REQUIREMENT A
Find every line in the entries that contains the string "patterned" and copy each one. Case counts.

TEXT EXCERPT
As a final example, consider less formal greetings. These may be added to the grammar by nesting the first part in another alternative group, e.g.,

 
 VoiceGrammar.Builder builder = VoiceGrammar.Builder.create();
 VoiceGrammar grammar = builder
     .pushAlternativeGroup()
       .addToken("Hi")
       .addToken("Hello")
       .pushSequentialGroup()
         .addToken("Good")
         .pushAlternativeGroup()
           .addToken("morning")
           .addToken("afternoon")
           .addToken("evening")
         .popGroup()
       .popGroup()
     .popGroup()
     .pushAlternativeGroup(0, 1)
       .addToken("Jack", 0)
       .addToken("Anna", 1)
     .popGroup()
     .setCallback(myCallback, null)
     .build();
 
 

Note the use of a sequential group to prevent recognizing "Good Jack" as a way to greet Jack.

Nested Class Summary

Modifier and Type Interface and Description
static class  VoiceGrammar.Builder
This class allows to construct immutable voice command grammar objects.

Field Summary

Modifier and Type Field and Description
static int REPEAT_UNBOUNDED
Groups whose maximum repetition is set to this value may be repeated an unlimited amount of times within a single voice command.

Method Summary

Modifier and Type Method and Description
void release()
Releases resources associated with this VoiceGrammar object.

REQUIREMENT B
According to the VoiceGrammar documentation, what does using a sequential group in the final example prevent?

LISTING
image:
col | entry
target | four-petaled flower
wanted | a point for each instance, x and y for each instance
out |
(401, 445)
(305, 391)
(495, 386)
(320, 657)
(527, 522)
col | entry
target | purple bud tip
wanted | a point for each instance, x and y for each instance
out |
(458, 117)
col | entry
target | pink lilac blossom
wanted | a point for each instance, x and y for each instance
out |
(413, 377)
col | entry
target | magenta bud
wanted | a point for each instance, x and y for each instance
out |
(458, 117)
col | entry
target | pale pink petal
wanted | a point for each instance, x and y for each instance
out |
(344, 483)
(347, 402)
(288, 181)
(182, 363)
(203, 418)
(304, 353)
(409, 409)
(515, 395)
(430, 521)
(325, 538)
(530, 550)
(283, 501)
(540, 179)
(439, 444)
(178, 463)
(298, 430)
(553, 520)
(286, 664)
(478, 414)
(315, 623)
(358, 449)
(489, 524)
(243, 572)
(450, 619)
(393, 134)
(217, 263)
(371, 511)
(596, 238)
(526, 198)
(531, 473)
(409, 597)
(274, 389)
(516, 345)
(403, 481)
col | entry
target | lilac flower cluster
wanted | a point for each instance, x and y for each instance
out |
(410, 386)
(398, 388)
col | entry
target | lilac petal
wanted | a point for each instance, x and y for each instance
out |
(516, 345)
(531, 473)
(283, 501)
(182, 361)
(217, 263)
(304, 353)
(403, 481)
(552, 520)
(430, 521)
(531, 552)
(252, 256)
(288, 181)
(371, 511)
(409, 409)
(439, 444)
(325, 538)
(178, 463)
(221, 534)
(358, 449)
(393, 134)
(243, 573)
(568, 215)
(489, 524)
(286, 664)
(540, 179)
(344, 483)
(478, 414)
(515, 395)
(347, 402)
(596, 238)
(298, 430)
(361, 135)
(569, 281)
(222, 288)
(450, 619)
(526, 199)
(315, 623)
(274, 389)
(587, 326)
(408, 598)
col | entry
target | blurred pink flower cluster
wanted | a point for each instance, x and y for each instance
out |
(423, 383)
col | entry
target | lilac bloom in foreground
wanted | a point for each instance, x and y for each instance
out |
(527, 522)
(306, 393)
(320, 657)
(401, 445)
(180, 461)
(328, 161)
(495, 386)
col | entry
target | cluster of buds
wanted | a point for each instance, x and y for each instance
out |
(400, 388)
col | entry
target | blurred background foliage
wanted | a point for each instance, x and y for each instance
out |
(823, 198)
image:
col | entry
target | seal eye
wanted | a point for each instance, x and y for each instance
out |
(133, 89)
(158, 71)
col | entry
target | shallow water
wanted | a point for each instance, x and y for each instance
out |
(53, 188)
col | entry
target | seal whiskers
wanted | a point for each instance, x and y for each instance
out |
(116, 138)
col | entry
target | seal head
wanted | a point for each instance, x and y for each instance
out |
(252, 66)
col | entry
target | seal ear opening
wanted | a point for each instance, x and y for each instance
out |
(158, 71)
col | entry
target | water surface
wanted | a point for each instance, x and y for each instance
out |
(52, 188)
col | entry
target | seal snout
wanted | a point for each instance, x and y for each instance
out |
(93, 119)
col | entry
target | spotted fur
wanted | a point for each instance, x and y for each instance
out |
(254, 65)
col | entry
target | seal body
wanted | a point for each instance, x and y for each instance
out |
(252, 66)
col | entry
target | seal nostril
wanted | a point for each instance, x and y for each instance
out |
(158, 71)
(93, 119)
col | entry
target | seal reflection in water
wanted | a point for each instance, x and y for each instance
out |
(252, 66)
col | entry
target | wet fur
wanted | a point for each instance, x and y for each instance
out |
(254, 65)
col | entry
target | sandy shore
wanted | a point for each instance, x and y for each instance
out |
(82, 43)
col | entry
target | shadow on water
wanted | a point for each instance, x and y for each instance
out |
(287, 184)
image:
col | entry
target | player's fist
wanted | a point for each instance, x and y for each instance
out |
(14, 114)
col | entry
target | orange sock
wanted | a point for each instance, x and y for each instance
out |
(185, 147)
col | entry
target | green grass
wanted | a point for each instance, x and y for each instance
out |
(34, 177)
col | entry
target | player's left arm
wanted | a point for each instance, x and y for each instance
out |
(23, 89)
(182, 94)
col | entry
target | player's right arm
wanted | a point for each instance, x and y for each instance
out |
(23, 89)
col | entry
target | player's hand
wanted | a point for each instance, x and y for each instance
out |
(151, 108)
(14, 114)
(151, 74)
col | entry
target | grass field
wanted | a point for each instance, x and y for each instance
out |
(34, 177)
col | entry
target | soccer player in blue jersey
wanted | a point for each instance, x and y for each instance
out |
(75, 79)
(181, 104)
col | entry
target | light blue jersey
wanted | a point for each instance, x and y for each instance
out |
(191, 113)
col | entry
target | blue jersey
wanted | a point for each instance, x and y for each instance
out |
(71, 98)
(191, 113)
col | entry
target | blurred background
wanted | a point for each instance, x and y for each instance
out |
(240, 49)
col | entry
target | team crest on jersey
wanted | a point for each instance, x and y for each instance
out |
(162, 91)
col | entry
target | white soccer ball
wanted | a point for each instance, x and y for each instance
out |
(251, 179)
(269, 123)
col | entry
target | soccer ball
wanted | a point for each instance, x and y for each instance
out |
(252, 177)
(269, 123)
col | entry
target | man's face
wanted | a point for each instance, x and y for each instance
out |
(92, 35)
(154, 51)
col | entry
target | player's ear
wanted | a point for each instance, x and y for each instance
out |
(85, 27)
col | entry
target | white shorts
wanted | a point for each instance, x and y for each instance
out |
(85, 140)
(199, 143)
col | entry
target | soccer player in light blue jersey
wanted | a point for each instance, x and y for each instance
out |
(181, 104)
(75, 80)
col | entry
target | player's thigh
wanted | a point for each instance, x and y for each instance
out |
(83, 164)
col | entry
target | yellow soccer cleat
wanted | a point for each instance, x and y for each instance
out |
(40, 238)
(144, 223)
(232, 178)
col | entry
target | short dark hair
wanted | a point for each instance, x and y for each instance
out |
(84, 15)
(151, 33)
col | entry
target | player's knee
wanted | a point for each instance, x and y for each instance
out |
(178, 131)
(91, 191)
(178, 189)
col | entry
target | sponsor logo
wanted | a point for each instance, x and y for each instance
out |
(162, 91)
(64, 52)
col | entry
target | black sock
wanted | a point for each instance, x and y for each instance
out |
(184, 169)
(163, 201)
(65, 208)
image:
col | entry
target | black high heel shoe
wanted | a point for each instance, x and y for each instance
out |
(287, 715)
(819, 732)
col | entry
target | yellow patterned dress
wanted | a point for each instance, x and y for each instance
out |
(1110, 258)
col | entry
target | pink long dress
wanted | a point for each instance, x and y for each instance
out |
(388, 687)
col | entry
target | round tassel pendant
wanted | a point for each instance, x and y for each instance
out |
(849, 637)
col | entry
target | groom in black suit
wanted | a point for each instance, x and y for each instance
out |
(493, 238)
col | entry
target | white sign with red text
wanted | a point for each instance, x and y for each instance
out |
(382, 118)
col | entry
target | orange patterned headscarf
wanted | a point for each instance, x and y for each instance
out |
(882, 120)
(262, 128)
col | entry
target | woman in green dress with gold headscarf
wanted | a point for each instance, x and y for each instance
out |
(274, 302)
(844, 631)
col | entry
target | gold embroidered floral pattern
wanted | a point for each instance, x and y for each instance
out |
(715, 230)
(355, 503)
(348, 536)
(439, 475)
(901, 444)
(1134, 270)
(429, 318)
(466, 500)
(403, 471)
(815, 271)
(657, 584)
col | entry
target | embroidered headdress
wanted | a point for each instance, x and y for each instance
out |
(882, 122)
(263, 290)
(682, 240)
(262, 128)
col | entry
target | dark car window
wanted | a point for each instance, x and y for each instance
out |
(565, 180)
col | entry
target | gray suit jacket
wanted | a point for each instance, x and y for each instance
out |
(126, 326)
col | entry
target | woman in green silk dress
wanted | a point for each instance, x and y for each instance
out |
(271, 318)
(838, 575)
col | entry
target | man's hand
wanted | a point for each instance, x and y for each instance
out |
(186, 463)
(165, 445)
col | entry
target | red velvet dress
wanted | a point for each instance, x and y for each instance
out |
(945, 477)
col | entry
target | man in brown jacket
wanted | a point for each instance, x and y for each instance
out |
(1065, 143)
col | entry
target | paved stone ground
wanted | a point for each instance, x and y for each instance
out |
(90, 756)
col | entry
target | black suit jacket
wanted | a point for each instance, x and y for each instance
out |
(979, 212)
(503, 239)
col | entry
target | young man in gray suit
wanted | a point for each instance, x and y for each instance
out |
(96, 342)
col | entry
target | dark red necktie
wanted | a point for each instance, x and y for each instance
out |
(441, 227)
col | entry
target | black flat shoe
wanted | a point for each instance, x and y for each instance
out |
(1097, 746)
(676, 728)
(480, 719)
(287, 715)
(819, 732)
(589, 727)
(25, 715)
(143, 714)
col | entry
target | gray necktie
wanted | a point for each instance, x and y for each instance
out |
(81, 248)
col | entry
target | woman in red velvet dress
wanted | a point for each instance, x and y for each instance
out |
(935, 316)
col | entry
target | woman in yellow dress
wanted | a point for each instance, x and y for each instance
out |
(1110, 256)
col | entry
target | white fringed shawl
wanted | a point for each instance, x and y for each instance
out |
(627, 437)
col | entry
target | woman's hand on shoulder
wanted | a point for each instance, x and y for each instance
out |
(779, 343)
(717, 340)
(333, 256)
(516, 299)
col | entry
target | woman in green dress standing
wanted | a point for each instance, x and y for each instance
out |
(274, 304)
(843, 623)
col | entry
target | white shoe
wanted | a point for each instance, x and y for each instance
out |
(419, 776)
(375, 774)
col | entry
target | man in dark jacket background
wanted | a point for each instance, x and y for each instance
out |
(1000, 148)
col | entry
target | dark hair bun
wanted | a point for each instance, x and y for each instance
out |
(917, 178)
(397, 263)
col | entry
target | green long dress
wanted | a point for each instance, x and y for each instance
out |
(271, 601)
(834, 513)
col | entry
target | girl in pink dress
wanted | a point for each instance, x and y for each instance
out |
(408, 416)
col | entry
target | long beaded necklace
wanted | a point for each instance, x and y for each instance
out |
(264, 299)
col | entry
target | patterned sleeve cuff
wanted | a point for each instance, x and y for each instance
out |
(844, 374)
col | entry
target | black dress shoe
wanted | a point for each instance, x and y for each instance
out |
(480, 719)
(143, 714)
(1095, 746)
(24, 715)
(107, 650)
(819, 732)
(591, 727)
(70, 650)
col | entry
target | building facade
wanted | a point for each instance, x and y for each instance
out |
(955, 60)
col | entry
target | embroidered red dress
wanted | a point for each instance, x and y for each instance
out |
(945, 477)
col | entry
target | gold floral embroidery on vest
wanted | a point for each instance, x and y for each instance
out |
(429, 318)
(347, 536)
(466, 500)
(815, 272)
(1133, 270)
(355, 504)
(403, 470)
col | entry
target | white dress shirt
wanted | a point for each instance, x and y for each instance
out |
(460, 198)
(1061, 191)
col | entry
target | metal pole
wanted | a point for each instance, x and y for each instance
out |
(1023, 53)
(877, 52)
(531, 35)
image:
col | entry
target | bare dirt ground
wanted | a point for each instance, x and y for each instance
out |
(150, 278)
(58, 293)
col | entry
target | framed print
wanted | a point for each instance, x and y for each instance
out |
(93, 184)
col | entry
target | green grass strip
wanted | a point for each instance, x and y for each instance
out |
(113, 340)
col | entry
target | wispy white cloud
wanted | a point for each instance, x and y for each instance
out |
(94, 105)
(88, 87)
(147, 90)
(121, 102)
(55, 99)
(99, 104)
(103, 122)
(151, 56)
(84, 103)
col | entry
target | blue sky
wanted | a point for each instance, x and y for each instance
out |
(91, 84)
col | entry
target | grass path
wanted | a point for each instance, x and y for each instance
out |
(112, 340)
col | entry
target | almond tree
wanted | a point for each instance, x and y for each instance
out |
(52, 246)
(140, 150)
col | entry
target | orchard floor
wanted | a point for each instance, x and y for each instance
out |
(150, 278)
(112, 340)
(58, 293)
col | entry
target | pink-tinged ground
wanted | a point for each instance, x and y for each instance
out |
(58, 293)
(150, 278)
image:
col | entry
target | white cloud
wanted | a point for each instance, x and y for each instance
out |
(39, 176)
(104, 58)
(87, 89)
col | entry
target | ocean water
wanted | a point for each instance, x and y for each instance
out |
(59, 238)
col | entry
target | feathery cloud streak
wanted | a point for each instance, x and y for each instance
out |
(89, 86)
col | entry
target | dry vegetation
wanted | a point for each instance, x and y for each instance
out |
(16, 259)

WORKED ANSWER A
target | yellow patterned dress
target | orange patterned headscarf
target | patterned sleeve cuff

WORKED ANSWER B
It prevents "Good Jack" from being recognized as a way to greet Jack.